Excerpt to read:
-- BEGIN --
An emerging application of CNN is physics-informed deep learning17, which is a technique for solving supervised learning tasks while respecting a given law of physics described by its general nonlinear partial differential equations. CNN is suitable in tasks that can display inputs in image form, exhibiting excellent performance18, 19. Many researchers have attempted to solve the problem of accurately and quickly estimating partial differential equations that take considerable time to solve, such as Burgers’ equation, Navier–Stokes equation20, and Maxwell’s equations21.

One of the areas in which simulators are used to solve partial differential equations (PDEs) is computational electromagnetics, where researchers use simulations for antenna and circuit designs, target detection, and nano-optics22. The algorithm of the simulation solves Maxwell’s equations under various material and boundary conditions. Many simulators have been developed for solving these algorithms, for example, gprMax23 in the finite-difference time-domain (FDTD) method and MaxwellFDFD21 in the finite-difference frequency-domain (FDFD) method.

Several approaches have been considered to accelerate these simulations. With the development of hardware-accelerated scientific computing capability provided by graphics processing units (GPUs), both FDTD- and FDFD-based algorithms can be solved with a speed-up factor of more than 20 on a GPU compared to the solution on a central processing unit (CPU)24,25,26. In addition, with the development of deep learning techniques, data-driven acceleration has been garnering attention. Considerable amounts of data have provided new opportunities for data-driven discovery of hidden physical laws. The data-driven model exhibits accurate performance and remarkably efficient predictions in photonic simulations27,28,29 and solving other PDEs30.

This study investigates the feasibility of using deep learning and machine learning techniques for accelerating electromagnetic simulations, especially to solve Maxwell’s equations. We present a framework using CNN for fast prediction of transmittance from a designed shape of a material. We generate a dataset through MaxwellFDFD, which solves the FDFD Maxwell’s equation. Then, we use the data to train and evaluate prediction models. We also suggest practical improvements and evaluations of the prediction models using other loss functions and assessment methods.
-- END --
[Records]
-- BEGIN --
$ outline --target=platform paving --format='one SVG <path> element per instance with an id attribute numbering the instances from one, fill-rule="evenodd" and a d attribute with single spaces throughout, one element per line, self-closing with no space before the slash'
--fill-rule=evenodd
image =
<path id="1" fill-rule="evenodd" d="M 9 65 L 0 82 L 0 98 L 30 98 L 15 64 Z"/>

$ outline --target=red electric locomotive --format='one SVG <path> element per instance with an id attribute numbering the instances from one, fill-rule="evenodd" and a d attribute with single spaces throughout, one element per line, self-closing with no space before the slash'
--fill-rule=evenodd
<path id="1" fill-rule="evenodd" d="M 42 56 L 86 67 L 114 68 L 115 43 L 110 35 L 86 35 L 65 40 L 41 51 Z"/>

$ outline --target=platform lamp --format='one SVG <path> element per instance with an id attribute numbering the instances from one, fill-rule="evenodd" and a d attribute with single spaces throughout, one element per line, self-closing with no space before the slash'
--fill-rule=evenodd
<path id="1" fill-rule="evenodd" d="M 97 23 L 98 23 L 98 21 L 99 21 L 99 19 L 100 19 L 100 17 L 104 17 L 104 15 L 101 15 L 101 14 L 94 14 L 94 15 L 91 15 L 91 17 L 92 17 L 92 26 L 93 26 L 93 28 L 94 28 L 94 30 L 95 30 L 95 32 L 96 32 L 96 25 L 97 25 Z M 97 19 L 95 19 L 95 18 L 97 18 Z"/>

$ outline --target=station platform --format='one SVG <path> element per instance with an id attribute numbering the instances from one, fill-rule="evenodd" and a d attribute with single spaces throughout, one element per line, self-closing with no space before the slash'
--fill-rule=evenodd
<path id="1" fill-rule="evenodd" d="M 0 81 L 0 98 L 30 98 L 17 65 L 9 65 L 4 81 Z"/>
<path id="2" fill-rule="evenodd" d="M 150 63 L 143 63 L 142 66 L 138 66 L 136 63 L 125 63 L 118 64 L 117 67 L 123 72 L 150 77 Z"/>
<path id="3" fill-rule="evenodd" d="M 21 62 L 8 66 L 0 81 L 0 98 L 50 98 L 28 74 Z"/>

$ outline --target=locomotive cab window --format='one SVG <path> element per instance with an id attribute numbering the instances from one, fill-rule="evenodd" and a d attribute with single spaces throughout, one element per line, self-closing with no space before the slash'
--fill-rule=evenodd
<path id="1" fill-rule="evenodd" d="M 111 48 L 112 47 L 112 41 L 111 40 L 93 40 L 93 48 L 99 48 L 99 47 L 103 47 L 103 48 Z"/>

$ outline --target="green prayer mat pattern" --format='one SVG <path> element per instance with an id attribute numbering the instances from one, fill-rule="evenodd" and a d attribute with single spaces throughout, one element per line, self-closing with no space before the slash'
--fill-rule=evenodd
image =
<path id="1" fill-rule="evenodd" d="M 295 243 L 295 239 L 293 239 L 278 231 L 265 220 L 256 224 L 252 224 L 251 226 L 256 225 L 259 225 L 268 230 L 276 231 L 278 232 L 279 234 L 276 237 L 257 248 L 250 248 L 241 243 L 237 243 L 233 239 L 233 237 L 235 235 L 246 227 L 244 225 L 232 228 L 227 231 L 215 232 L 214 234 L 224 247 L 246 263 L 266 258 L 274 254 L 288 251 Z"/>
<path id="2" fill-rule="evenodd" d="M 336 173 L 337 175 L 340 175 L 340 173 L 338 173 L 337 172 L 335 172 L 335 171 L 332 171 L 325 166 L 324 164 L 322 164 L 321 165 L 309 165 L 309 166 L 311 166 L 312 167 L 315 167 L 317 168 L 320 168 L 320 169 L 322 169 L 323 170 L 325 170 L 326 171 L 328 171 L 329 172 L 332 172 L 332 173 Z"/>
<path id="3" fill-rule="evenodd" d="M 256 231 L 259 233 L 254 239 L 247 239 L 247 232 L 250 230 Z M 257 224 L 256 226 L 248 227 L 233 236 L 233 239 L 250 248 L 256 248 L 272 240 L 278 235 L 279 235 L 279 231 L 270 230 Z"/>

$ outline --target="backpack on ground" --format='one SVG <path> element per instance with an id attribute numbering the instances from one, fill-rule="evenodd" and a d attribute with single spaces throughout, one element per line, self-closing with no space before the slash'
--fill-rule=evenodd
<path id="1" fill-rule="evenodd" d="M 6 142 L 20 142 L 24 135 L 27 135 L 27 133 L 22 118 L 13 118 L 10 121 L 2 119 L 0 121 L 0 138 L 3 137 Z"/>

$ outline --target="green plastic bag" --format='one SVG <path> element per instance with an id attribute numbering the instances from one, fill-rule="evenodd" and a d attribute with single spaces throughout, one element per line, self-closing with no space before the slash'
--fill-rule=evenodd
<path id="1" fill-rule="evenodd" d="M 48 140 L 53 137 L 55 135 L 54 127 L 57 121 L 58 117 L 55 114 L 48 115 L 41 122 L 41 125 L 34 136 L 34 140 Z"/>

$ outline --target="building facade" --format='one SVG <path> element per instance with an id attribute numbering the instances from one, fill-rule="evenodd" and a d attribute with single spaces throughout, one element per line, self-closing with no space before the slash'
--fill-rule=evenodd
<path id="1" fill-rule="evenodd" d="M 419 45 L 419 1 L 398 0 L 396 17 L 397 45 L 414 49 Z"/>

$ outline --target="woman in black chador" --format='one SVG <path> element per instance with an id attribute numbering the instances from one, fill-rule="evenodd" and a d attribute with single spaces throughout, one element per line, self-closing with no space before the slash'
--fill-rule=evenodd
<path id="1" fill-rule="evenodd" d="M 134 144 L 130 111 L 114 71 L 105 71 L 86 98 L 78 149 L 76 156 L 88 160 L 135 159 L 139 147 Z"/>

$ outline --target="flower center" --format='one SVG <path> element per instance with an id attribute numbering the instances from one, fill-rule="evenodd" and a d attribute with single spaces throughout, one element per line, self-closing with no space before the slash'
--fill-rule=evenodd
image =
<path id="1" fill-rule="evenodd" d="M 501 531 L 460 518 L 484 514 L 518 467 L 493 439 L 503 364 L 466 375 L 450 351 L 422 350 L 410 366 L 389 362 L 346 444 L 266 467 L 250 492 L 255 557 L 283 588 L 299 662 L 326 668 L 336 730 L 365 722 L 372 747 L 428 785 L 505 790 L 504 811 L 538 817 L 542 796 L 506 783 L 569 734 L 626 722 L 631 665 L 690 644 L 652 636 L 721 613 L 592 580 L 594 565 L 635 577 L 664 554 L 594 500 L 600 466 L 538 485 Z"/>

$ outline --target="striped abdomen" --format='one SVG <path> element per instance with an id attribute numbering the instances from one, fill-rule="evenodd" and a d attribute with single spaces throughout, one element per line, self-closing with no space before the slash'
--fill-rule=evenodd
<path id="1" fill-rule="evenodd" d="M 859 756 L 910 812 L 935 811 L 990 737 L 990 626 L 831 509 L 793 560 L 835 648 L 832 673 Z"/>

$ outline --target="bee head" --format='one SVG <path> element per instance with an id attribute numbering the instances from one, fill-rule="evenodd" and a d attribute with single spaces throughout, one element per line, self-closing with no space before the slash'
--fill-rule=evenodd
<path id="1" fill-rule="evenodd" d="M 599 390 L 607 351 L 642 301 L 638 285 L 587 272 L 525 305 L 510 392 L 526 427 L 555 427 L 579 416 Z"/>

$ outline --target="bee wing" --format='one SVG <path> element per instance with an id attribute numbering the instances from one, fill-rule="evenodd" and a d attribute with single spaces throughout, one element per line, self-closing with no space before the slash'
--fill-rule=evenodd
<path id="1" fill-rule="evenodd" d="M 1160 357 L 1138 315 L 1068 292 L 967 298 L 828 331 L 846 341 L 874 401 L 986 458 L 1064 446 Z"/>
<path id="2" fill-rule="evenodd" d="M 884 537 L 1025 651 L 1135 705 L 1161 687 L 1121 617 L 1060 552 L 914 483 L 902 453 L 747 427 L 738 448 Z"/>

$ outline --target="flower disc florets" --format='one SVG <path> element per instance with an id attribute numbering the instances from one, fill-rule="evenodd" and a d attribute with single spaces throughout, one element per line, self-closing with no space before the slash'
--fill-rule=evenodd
-- END --
Exercise instructions:
(1) For each statement about the excerpt on electromagnetic simulation, answer yes or no and quote the text's deciding words: (a) On a GPU, FDTD- and FDFD-based algorithms can run more than 20 times faster than on a CPU. (b) The study produces its dataset with MaxwellFDFD. (c) The framework predicts reflectance from a material's designed shape.
(2) Please write out the records unchanged, starting at their first line and stopping after the line that contains "86 67 L 114".
The records are unrelated to the text.

Answers in order:
(1)
(a) Yes: "both FDTD- and FDFD-based algorithms can be solved with a speed-up factor of more than 20 on a GPU compared to the solution on a central processing unit (CPU)"
(b) Yes: "We generate a dataset through MaxwellFDFD"
(c) No: "We present a framework using CNN for fast prediction of transmittance from a designed shape of a material."

(2)
$ outline --target=platform paving --format='one SVG <path> element per instance with an id attribute numbering the instances from one, fill-rule="evenodd" and a d attribute with single spaces throughout, one element per line, self-closing with no space before the slash'
--fill-rule=evenodd
image =
<path id="1" fill-rule="evenodd" d="M 9 65 L 0 82 L 0 98 L 30 98 L 15 64 Z"/>

$ outline --target=red electric locomotive --format='one SVG <path> element per instance with an id attribute numbering the instances from one, fill-rule="evenodd" and a d attribute with single spaces throughout, one element per line, self-closing with no space before the slash'
--fill-rule=evenodd
<path id="1" fill-rule="evenodd" d="M 42 56 L 86 67 L 114 68 L 115 43 L 110 35 L 86 35 L 65 40 L 41 51 Z"/>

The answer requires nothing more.